__Required action 1__: In the essay on memorable moments, rewrite the passage from "Life is millions" up to and including "complete a thought.", changing "hot dogs" to "bratwursts".
__Required action 2__: Which race does the essay on memorable moments mention in connection with three-day holiday weekends?
__Required action 3__: Carry on writing the essay on memorable moments from its last sentence.

__Page text__:
--------------------------------
There are things we never forget. Some are generational: where you were when you heard President John F. Kennedy had been shot; when we first walked on the moon or what you were doing when the World Trade Center was attacked?
Other experiences, and to each his own, are more personal: where I was the first time I saw the woman I was to marry or what I was doing when our first-born told us he'd gotten hired for his first full-time job or our daughter told us she'd been accepted into college.
Life is millions of interconnected moments, each one linking and leading to the next from the previous, and each of our lives is what we do within those moments, both together and alone.
Those hot dogs and burgers aren't going to grill themselves. And those BOGO sales at the strip malls will not last forever and what about the Indy 500? Yeah, everyone's a winner when we make things into three-day holiday weekends. Sure, we lose sight eventually of what the holiday is about (some of us get Memorial Day and Veterans Day mixed up), but that's got as much to do with the rate and pace of change in our lives and society as well as our inability to maintain our focus long enough to complete a thought.
--------------------------------
__Data under study__:
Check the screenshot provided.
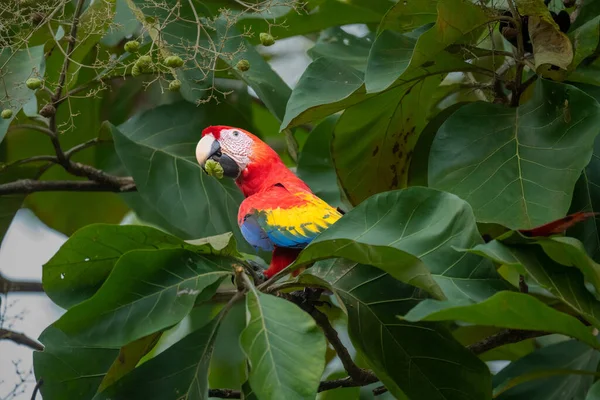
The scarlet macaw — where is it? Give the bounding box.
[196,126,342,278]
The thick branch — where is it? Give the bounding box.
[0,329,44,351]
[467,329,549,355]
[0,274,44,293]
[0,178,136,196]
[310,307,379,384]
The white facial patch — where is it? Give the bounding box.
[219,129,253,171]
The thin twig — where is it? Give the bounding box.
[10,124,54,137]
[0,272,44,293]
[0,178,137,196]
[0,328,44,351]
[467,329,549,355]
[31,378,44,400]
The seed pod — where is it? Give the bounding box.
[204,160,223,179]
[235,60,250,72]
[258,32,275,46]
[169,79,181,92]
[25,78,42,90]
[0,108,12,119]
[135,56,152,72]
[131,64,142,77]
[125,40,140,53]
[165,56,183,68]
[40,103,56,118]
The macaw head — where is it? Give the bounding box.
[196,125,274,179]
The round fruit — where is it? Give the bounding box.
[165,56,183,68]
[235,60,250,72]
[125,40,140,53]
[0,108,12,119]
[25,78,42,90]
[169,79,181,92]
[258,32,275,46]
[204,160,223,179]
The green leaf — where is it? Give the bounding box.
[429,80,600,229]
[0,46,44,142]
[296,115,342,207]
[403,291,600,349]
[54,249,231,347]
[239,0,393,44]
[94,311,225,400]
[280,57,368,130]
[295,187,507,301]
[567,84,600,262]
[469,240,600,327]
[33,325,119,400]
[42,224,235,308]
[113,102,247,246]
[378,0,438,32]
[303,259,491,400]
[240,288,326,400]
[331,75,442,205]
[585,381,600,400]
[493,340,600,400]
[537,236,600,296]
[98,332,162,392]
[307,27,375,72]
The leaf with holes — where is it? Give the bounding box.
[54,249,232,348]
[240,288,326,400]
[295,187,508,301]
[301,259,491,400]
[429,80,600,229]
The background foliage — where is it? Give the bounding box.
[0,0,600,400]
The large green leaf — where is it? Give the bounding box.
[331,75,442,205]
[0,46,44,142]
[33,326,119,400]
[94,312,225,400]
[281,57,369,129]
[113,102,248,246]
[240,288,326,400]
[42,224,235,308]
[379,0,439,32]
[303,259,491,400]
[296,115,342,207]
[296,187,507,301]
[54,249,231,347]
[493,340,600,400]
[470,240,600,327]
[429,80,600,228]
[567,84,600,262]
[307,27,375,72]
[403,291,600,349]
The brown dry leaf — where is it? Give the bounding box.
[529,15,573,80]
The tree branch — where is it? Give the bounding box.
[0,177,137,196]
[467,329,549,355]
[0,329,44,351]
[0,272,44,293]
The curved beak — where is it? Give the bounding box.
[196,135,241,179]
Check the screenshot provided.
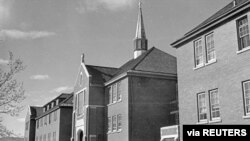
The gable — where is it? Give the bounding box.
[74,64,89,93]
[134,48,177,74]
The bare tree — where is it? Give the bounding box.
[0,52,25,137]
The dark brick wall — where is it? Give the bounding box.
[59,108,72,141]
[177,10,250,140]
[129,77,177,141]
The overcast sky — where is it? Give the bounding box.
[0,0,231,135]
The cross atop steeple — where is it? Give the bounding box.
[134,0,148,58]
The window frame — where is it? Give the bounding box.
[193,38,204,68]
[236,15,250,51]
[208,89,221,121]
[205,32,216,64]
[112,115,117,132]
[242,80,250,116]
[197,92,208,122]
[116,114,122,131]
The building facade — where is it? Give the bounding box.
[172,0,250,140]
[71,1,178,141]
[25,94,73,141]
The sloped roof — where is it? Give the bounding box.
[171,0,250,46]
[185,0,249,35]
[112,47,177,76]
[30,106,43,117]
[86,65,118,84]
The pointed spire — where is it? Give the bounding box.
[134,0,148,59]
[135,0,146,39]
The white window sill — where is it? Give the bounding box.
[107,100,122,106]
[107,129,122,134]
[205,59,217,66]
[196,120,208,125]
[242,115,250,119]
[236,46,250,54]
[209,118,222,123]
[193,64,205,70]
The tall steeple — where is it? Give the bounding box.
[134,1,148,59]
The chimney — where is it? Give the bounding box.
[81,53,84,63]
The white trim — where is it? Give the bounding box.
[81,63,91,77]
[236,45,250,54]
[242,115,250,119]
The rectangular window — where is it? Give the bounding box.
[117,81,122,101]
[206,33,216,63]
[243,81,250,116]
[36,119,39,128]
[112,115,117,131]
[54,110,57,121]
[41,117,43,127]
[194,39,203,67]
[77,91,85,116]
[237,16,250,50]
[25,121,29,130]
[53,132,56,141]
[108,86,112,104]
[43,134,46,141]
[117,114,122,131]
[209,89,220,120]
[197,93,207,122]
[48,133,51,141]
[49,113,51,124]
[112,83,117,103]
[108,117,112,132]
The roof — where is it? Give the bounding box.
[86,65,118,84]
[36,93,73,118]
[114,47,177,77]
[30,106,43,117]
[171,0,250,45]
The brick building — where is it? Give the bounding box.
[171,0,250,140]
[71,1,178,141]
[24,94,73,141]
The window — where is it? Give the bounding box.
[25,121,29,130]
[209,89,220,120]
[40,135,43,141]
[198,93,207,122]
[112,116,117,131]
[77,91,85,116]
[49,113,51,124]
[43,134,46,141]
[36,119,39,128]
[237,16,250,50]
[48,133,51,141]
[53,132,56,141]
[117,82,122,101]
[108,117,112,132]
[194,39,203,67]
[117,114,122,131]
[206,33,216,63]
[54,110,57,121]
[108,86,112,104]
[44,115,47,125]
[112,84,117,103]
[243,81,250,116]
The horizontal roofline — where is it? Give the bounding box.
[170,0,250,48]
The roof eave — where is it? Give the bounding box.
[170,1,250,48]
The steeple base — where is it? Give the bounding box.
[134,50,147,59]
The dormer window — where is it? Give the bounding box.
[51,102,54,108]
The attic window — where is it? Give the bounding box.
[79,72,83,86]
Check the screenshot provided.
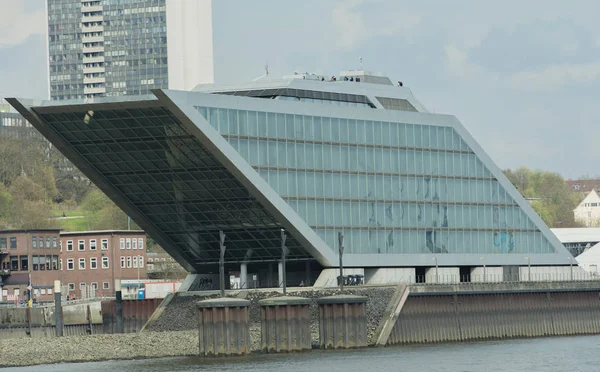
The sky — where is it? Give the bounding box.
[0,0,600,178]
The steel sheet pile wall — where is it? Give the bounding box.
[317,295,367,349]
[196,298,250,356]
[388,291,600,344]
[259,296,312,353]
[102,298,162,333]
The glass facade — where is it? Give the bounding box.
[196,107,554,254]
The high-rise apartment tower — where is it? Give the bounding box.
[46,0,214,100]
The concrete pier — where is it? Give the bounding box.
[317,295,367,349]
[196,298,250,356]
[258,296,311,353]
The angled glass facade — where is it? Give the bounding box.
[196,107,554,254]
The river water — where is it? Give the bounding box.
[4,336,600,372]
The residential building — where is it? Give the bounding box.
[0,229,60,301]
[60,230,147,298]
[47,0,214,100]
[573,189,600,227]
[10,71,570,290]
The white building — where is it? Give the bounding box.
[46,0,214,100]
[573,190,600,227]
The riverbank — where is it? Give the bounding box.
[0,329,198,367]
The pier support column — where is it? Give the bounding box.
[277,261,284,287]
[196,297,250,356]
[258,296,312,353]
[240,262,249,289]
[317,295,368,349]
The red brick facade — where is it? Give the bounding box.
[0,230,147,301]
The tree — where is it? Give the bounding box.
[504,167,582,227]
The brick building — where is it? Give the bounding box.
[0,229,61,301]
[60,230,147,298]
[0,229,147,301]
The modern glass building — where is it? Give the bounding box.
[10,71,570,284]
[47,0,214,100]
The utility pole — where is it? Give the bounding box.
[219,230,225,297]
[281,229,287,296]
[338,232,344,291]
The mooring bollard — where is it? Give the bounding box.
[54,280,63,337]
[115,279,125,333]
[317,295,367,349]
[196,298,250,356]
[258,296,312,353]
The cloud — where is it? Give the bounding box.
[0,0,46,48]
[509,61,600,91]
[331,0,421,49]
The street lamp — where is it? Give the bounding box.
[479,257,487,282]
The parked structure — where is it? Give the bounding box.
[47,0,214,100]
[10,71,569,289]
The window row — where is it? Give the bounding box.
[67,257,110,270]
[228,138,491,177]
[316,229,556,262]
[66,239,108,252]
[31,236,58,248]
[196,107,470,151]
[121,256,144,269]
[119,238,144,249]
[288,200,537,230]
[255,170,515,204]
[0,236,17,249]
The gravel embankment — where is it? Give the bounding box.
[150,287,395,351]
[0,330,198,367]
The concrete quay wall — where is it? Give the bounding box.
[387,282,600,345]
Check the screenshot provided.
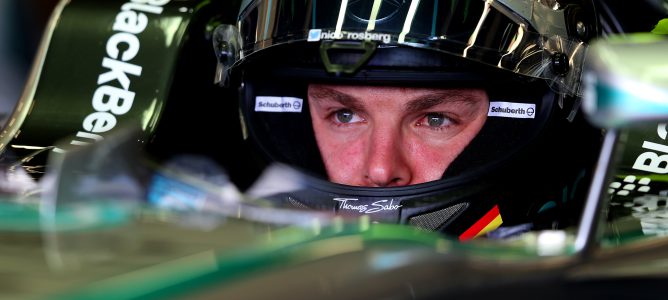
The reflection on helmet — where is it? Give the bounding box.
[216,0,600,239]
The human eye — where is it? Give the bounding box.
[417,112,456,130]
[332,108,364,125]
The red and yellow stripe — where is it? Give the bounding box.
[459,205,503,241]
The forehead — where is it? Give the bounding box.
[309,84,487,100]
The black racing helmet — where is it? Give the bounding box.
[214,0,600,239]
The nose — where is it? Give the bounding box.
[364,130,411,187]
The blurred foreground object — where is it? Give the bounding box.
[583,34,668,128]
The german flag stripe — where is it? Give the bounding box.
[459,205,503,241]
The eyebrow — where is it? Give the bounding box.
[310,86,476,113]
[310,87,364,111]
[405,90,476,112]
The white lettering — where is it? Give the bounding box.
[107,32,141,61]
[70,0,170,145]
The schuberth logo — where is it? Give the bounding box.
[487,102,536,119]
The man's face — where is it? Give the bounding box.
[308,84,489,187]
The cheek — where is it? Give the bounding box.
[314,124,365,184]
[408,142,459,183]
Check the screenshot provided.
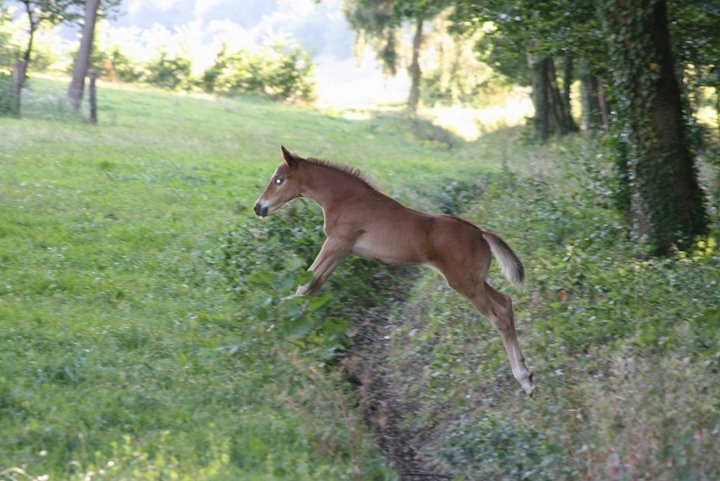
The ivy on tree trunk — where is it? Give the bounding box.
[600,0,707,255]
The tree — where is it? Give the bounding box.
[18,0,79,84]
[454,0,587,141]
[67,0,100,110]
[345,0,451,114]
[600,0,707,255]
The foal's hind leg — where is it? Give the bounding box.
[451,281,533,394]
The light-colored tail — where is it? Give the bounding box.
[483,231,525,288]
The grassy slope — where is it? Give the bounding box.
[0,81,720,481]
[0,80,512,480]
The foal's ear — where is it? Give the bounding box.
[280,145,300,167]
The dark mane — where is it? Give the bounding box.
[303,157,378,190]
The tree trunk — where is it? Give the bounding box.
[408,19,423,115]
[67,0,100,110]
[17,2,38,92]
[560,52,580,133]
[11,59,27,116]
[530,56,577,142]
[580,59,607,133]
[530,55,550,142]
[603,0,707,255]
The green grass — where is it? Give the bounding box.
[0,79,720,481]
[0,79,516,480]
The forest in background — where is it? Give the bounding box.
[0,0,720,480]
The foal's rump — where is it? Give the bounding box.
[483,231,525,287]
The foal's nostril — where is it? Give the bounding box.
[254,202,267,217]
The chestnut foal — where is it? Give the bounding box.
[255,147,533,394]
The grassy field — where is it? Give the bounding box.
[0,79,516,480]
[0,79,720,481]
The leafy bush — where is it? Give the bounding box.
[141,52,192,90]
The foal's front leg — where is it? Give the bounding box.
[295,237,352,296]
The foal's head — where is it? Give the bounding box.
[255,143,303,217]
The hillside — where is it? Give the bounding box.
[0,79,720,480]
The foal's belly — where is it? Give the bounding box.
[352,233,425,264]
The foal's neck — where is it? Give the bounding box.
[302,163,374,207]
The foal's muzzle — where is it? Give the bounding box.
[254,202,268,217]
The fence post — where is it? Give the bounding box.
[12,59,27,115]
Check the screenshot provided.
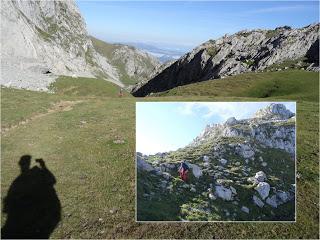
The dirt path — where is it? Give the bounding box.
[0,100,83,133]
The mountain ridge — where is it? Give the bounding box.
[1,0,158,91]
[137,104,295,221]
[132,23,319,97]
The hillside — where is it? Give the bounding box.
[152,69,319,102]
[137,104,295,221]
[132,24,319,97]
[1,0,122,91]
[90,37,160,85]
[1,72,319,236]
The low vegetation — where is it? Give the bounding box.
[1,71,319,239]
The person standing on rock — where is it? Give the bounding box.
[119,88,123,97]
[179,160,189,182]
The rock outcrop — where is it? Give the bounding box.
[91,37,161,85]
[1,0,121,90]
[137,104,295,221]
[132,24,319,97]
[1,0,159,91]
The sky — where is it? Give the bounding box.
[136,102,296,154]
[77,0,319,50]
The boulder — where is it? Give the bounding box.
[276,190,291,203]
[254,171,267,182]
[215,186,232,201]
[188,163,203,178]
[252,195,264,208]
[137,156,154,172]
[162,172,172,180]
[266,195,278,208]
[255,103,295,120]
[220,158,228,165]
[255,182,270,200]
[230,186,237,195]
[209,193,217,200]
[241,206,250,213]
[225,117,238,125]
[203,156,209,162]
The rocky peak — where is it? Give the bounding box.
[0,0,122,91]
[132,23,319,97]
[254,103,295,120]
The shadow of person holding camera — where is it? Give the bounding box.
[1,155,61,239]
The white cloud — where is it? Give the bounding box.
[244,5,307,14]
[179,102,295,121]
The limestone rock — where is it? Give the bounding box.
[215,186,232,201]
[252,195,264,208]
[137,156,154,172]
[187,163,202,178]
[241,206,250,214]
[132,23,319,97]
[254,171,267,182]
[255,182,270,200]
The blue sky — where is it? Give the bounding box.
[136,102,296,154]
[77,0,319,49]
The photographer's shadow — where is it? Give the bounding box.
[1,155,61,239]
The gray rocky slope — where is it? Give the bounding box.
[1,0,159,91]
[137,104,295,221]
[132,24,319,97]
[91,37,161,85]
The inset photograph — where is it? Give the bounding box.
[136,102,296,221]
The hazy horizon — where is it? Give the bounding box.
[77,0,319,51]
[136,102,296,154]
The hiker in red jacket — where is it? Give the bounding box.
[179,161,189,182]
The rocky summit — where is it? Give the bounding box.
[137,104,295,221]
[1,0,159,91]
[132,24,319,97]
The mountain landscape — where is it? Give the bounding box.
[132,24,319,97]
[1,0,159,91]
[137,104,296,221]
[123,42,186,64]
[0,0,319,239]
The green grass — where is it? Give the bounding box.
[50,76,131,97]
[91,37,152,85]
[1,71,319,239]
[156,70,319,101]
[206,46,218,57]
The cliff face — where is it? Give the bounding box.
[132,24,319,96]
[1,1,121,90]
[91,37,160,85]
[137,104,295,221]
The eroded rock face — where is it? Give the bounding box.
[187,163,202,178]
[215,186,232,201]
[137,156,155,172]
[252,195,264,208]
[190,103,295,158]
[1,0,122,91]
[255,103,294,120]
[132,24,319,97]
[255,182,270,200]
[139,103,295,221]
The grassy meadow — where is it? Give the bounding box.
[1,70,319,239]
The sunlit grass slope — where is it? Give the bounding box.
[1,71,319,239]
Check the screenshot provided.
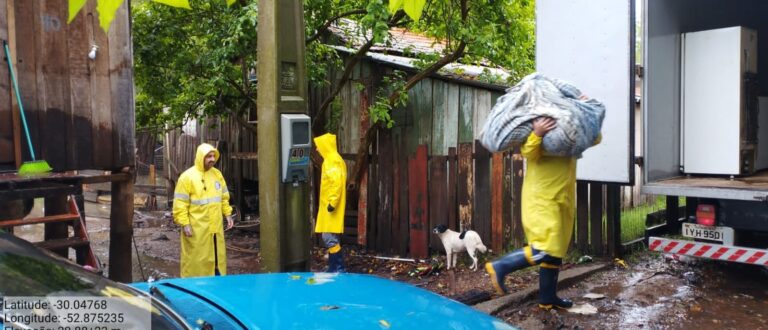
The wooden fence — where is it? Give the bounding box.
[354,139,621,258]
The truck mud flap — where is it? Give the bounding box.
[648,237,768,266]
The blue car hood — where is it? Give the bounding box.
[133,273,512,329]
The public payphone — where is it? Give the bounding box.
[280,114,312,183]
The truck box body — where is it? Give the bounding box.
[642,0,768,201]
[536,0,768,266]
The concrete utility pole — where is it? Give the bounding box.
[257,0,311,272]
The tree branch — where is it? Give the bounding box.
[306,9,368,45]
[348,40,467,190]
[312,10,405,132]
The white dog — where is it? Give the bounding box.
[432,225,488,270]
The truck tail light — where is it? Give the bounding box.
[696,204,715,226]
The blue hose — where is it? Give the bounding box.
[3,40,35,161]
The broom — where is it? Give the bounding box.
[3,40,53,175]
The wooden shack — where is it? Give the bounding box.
--------------------------------
__Response box 1__:
Life is millions of interconnected moments, each one linking and leading to the next from the previous, and each of our lives is what we do within those moments, both together and alone.
Those bratwursts and burgers aren't going to grill themselves. And those BOGO sales at the strip malls will not last forever and what about the Indy 500? Yeah, everyone's a winner when we make things into three-day holiday weekends. Sure, we lose sight eventually of what the holiday is about (some of us get Memorial Day and Veterans Day mixed up), but that's got as much to do with the rate and pace of change in our lives and society as well as our inability to maintain our focus long enough to complete a thought.

__Response box 2__: The Indy 500.

__Response box 3__:
Reinterred Norwich soldiers (nine of fifteen who died) from Andersonville Prison Camp at the Yantic Cemetery, Norwich, Connecticut |
Previous generations used to observe, not celebrate, Memorial Day, by visiting the graves of relatives and friends who'd died in uniform and placing flowers and little American flags. I saw someone the other day at the Yantic Cemetery in Norwich, on Lafayette Street behind Backus Hospital, driving his Audi on the walking path between the grave markers while talking on his cell phone. Classy, real classy. And the sports radio on? Nice touch.
Between now and eight o'clock tomorrow night (DST), when you tune into the PBS Memorial Day Concert, try to check the event's website the PBS folks have created. Every time I go there, I learn at least one new 'something' and I visit there a lot.
There's speeching by a lot of folks who never served a day in uniform (sorry. My eight years in the Air Force makes me cranky sometimes at people who think because they are entitled to their opinion, I, too, should be entitled to it also) with small children scampering between the rows of metal folding chairs that the organizers so meticulously arranged.